::: ТЕКСТ

После этого клика маркиза уже не решалась устраивать Жоресу обструкции. Он не жалея сил колесил по избирательному округу, явно вдохновленный и обрадованный поддержкой избирателей. В Сенезаке Жорес выступал с балкона дома, принадлежавшего некоему Бернар-Франсуа Бальса, сын которого прославился под именем Оноре де Бальзака. Жорес, разумеется, не преминул использовать некоторых персонажей «Человеческой комедии», чтобы охарактеризовать своего соперника на выборах.
Вечером 29 апреля 1902 года в Париже пород зданием редакции «Птит репюблик» собралась толпа в десять тысяч человек. Все смотрели на светящуюся таблицу, на которой появлялись время от времени результаты выборов по округам, где выдвигались социалисты. Мильоран, Вивиани, Девиль не смогли победить в первом туре, им предстояла перебаллотировка. Несколько кандидатов независимых социалистов потерпели поражение в первом туре. Толпа не расходилась, все ждали результатов выборов в Кармо. Наконец уже за полночь зажглась надпись: «Жорес избран». Десять минут продолжалась восторженная овация.
В целом по Франции выборы принесли победу левым республиканским силам. Партия Жореса завоевала больше 40 мандатов. Против нее на выборах ожесточенно выступали гэдисты. Но сектантская политика принесла свои плоды. По сравнению с прошлыми выборами они потеряли треть голосов. В первом туре не был избран ни один из гэдистов. Потерпел поражение и сам Жюль Гэд. Вместе с бланкистами гэдисты получили 11 мандатов.
Жорес, естественно, как будто имел основание сделать вывод, что его политику поддерживают рабочие, поддерживают избиратели. Однако он не мог не учитывать, что увеличение числа депутатов его партии в значительной степени объяснялось избирательным блокированием с радикалами. Если радикал в первом туре получал больше голосов, чем социалист, то во втором туре социалисты снимали свою кандидатуру и призывали своих избирателей голосовать за радикала, и наоборот. Это была та самая тактика, которую применяла в последние десятилетия Французская компартия, блокируясь с другими левыми, в том числе и радикалами. Гэдисты же выступали одни и на себе испытали все пороки избирательной системы в два тура.

::::::
::: РАЗДЕЛ ДАННЫХ

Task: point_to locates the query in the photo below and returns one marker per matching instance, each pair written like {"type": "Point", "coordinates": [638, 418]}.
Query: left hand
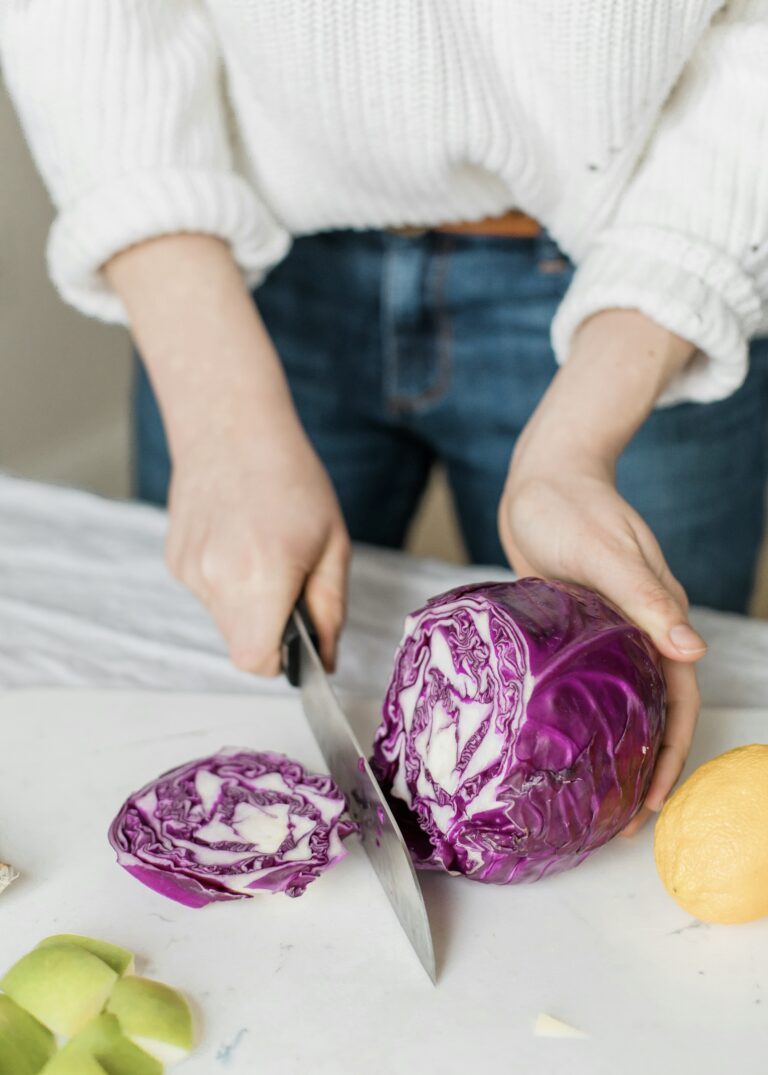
{"type": "Point", "coordinates": [567, 520]}
{"type": "Point", "coordinates": [562, 517]}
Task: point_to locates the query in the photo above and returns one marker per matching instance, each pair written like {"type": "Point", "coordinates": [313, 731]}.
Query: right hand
{"type": "Point", "coordinates": [254, 520]}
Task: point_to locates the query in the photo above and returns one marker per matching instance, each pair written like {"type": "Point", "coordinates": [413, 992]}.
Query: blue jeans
{"type": "Point", "coordinates": [406, 350]}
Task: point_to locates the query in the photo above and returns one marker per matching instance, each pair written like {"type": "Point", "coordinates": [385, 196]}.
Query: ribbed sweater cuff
{"type": "Point", "coordinates": [693, 290]}
{"type": "Point", "coordinates": [147, 204]}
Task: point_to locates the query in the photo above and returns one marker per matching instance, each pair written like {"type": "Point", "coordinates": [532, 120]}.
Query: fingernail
{"type": "Point", "coordinates": [684, 639]}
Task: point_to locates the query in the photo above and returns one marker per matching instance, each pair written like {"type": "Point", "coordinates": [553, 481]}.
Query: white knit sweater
{"type": "Point", "coordinates": [635, 130]}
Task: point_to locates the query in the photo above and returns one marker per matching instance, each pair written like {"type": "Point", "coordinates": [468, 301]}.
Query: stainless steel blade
{"type": "Point", "coordinates": [349, 767]}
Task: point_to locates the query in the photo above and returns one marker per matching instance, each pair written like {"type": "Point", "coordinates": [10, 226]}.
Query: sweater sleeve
{"type": "Point", "coordinates": [688, 242]}
{"type": "Point", "coordinates": [123, 105]}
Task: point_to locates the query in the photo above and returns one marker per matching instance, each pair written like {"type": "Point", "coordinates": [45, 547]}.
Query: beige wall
{"type": "Point", "coordinates": [64, 378]}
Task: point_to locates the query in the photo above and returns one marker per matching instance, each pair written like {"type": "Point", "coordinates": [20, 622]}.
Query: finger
{"type": "Point", "coordinates": [683, 703]}
{"type": "Point", "coordinates": [637, 822]}
{"type": "Point", "coordinates": [253, 619]}
{"type": "Point", "coordinates": [325, 593]}
{"type": "Point", "coordinates": [656, 608]}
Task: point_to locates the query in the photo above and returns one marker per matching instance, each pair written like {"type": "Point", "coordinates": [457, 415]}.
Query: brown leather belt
{"type": "Point", "coordinates": [510, 225]}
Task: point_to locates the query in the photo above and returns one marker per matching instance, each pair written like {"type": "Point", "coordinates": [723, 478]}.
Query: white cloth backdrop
{"type": "Point", "coordinates": [86, 601]}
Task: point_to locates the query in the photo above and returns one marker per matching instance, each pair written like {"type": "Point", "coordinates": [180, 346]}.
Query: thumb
{"type": "Point", "coordinates": [325, 593]}
{"type": "Point", "coordinates": [653, 603]}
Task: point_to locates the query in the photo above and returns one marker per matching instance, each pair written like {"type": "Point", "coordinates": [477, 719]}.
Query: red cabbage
{"type": "Point", "coordinates": [229, 826]}
{"type": "Point", "coordinates": [520, 730]}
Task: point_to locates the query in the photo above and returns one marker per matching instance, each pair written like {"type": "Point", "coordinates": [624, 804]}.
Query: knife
{"type": "Point", "coordinates": [382, 839]}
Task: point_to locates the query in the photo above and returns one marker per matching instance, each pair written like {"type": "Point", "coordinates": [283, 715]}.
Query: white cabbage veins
{"type": "Point", "coordinates": [520, 728]}
{"type": "Point", "coordinates": [229, 826]}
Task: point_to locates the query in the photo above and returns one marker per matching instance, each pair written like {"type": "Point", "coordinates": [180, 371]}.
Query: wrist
{"type": "Point", "coordinates": [620, 363]}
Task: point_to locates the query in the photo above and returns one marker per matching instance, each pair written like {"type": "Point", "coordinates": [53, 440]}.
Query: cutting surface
{"type": "Point", "coordinates": [326, 984]}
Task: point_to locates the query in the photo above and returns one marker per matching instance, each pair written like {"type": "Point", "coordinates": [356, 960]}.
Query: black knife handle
{"type": "Point", "coordinates": [290, 650]}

::::::

* [ЧТО НУЖНО СДЕЛАТЬ]:
#1 Найдите в записях все строки со словом «sweater» и перепишите их.
#2 Напишите продолжение текста о Жоресе и выборах 1902 года, начиная сразу после его последнего предложения.

* [ПИСЬМЕННЫЕ ОТВЕТЫ]:
#1
Query: ribbed sweater cuff
Query: white knit sweater
Query: sweater sleeve

#2
Весьма сомнительным был и итог реформаторской деятельности Мильерана. Конечно, рабочий день сократился до 10 часов, но в Англии в это время он уже уменьшился до 8 часов. Практически деятельность Мильерана в целом принесла больше вреда социалистам, чем пользы. Чего стоили одни репрессии против забастовщиков! В юмористическом журнале «Асьет о бёр» появилась тогда карикатура: двое рабочих получают жалкие гроши у окошечка забастовочной кассы.
– А гражданин министр тебе не прислал ничего?
– Прислал. Три тысячи солдат.
Жорес принял решение отказаться от участия в правительстве. Но поскольку после выборов хозяевами положения стали радикалы – самая левая буржуазная партия, – он считал возможным и целесообразным оказать поддержку радикальному правительству, требуя от него за это новых прогрессивных реформ.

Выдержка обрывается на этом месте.